## DATA UNDER STUDY:
● ● ● ●

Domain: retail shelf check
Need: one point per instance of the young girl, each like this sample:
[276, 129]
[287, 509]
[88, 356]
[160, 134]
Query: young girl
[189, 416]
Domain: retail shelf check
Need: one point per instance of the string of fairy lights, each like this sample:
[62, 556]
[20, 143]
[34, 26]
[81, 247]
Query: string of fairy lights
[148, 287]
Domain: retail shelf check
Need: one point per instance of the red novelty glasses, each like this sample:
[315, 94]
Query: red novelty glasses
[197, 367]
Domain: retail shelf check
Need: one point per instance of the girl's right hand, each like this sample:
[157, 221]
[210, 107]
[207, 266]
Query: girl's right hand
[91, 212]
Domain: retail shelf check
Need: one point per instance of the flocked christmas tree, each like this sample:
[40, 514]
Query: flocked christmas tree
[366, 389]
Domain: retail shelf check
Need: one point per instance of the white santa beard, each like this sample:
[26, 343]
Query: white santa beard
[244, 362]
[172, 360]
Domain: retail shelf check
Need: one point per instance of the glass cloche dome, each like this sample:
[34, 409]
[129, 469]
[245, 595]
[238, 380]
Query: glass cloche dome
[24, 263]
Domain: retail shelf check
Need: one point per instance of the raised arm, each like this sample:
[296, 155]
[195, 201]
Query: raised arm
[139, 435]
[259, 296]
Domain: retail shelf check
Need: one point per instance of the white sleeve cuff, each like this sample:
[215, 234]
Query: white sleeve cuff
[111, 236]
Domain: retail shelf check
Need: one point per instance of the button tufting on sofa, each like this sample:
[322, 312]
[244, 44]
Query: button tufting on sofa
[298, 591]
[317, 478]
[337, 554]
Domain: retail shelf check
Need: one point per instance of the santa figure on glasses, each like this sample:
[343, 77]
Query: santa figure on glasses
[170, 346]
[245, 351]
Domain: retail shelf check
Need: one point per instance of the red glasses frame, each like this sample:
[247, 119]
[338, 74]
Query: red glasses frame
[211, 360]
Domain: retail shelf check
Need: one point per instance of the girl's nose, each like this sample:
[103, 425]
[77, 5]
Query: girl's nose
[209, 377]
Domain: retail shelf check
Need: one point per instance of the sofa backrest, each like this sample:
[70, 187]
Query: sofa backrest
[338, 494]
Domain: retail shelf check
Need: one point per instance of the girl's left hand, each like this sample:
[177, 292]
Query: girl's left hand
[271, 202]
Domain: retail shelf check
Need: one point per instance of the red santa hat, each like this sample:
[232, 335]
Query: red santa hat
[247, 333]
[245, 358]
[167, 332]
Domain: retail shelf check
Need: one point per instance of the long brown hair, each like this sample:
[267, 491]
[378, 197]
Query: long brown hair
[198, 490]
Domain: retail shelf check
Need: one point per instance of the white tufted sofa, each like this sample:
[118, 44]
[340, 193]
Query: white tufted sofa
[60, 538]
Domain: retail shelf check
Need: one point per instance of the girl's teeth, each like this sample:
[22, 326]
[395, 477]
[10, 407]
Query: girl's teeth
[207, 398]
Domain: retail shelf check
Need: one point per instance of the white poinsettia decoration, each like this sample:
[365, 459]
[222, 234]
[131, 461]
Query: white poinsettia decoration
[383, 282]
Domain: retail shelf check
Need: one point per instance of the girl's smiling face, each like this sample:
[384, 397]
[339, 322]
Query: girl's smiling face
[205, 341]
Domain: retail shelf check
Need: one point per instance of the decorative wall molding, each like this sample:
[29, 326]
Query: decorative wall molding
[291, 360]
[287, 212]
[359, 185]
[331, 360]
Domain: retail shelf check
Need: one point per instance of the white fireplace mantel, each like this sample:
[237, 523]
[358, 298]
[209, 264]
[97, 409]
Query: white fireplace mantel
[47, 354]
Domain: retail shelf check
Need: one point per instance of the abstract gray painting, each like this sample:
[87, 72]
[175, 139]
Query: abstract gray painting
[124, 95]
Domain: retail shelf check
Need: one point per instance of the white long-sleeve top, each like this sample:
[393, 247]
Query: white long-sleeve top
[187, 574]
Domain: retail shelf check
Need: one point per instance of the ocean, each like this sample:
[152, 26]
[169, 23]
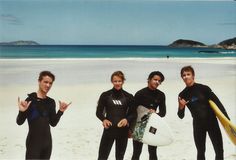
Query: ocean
[108, 51]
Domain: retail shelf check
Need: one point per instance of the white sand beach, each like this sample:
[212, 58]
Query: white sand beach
[81, 81]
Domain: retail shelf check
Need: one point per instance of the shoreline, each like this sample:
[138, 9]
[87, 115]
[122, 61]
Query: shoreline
[81, 81]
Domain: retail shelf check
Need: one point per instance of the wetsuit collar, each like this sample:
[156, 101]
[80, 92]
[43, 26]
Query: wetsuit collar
[34, 96]
[117, 92]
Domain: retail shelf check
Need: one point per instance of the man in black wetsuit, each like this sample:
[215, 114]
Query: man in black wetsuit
[39, 110]
[115, 110]
[195, 96]
[153, 99]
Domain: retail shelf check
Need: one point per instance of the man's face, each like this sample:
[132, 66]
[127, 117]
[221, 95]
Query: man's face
[117, 82]
[154, 82]
[45, 84]
[188, 78]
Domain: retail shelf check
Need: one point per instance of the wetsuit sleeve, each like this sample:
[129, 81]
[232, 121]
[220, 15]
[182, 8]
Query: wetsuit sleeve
[162, 106]
[181, 112]
[100, 112]
[54, 117]
[215, 99]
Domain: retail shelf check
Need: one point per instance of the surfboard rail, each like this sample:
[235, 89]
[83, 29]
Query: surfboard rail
[229, 127]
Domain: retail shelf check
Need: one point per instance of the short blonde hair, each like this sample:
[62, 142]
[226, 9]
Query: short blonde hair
[118, 74]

● ● ● ●

## ABOUT THIS EXERCISE:
An exact repetition of all the records above is required, excluding the pictures.

## RESULT OF THIS TASK:
Domain: retail shelf check
Need: one point per instance of the young girl, each like this sample:
[276, 129]
[287, 509]
[88, 356]
[160, 134]
Query: young girl
[189, 416]
Domain: retail shelf check
Need: one point per instance of the string of fairy lights, each like this sample:
[62, 556]
[20, 143]
[34, 26]
[81, 247]
Query: string of fairy lights
[148, 287]
Domain: retail shelf check
Need: one point per instance of the red novelty glasses, each like this sample:
[315, 94]
Query: red novelty glasses
[197, 367]
Domain: retail shelf check
Need: one point per instance of the girl's right hand, each like this sample:
[157, 221]
[210, 107]
[207, 266]
Query: girl's right hand
[91, 212]
Domain: retail shelf check
Need: one point per instance of the flocked christmas tree, each like this sample:
[40, 514]
Query: flocked christmas tree
[366, 389]
Domain: retail shelf check
Need: one point per instance of the white santa beard, each like this sample:
[26, 343]
Query: white santa beard
[244, 362]
[172, 360]
Domain: retail shelf check
Need: one point per instance of the glass cloche dome, each like this sample:
[34, 409]
[129, 469]
[245, 595]
[238, 380]
Query: glass cloche dome
[24, 263]
Domain: retail shelf check
Need: one point per instance of the raised arm, each like this sample:
[296, 155]
[195, 201]
Query: raised arm
[139, 435]
[259, 296]
Domain: retail shelf check
Need: one point per instance of the white sleeve cuff, each like this sample:
[215, 234]
Query: white sleeve cuff
[111, 236]
Domain: retail shelf check
Need: one point per instance of the button tufting on sofa, each like this sample:
[322, 312]
[244, 44]
Query: button tufting on sofa
[298, 591]
[317, 478]
[337, 554]
Domain: retail shelf check
Need: one point per instance of the santa figure on glasses, each like this sample:
[343, 77]
Query: santa figure on glasses
[170, 346]
[245, 351]
Domain: retail shelf check
Need: one point per instance of the red glasses frame, each like this sample:
[247, 119]
[338, 74]
Query: red glasses frame
[211, 360]
Domain: retail shelf check
Need: one point per instance of the girl's nose, each like this sample:
[103, 425]
[77, 5]
Query: girl's nose
[209, 377]
Domain: retail shelf check
Need: one point per instance of the sofa backrest, each like this sample:
[70, 187]
Query: sofa backrest
[338, 494]
Domain: retail shelf check
Need: one point per instance of the girl's left hand, each like this sample:
[177, 292]
Query: girl's left hand
[271, 202]
Domain: retail shelf check
Need: one point per instance of the red santa hat, each like this sample:
[232, 335]
Query: red santa hat
[247, 333]
[245, 358]
[167, 332]
Domain: retail shelf check
Need: one point per instance of the long brown hair, each like this sample:
[267, 491]
[378, 197]
Query: long brown hair
[198, 490]
Domain: retail shelf check
Need: one point per instance of the white tufted sofa, each like this sample:
[118, 44]
[340, 193]
Query: white tufted sofa
[60, 538]
Domain: retail shelf check
Need: one point per instance of the girl's teeth, each like this sample:
[22, 326]
[395, 477]
[10, 407]
Query: girl's teeth
[207, 398]
Domain: retail shelf check
Need: one point per instance of the white poinsettia decoration, each like this sample:
[365, 459]
[222, 234]
[131, 461]
Query: white poinsettia decoration
[383, 282]
Domain: retail shelf check
Need: one point per instance of the girl's smiling face, each like this sample:
[384, 397]
[339, 322]
Query: girl's smiling face
[205, 341]
Domain: retail shelf check
Need: one point per instance of the decorative wall molding, each like this sample:
[29, 326]
Query: decorative wall molding
[291, 360]
[287, 212]
[359, 185]
[331, 360]
Domain: retail shelf check
Need: one point per instance of the white fireplace mantel, each like this sample:
[237, 523]
[358, 298]
[209, 264]
[97, 409]
Query: white fireplace mantel
[47, 354]
Domain: retail shelf check
Need: one point per instance of the abstract gray painting, each like this sample:
[87, 72]
[175, 139]
Query: abstract gray painting
[124, 95]
Domain: retail shelf check
Need: one point per instance of the white long-sleeve top, each like this sample:
[393, 247]
Query: white long-sleeve top
[187, 574]
Domain: retail shelf check
Need: one point per instance of the ocean, each like this sample:
[152, 26]
[169, 23]
Query: ocean
[108, 51]
Domain: retail shelf check
Need: one point per instance of the white sand beach, each like this sample:
[212, 58]
Query: white sand beach
[81, 81]
Domain: retail shelf check
Need: one point per instance of the shoreline, each like this sample:
[138, 9]
[87, 115]
[122, 61]
Query: shoreline
[81, 81]
Domain: retail shelf check
Need: one point per instance of the wetsuit collar, each like this sample:
[156, 101]
[80, 92]
[43, 26]
Query: wetsuit collar
[34, 96]
[117, 92]
Domain: retail shelf check
Need: one point per instance of the man in black wetsuit, each like this sample:
[215, 114]
Query: man in black wetsuit
[39, 110]
[115, 110]
[195, 96]
[153, 99]
Domain: retail shelf check
Need: one point per instance of the man's face, each like this sample:
[132, 66]
[127, 117]
[221, 95]
Query: man's face
[117, 82]
[154, 82]
[45, 84]
[188, 78]
Domain: retail shelf check
Need: one point per instance of the wetsuit sleeve, each like this sample:
[129, 81]
[232, 121]
[220, 15]
[182, 8]
Query: wetsuit sleeve
[162, 106]
[181, 112]
[100, 112]
[54, 117]
[215, 99]
Domain: retail shelf check
Need: one point per instance of the surfboard rail, each like this sample:
[235, 89]
[83, 29]
Query: surfboard rail
[229, 127]
Domain: retail shelf check
Need: one point per instance of the short blonde hair, each like this sample:
[62, 142]
[226, 9]
Query: short blonde hair
[118, 74]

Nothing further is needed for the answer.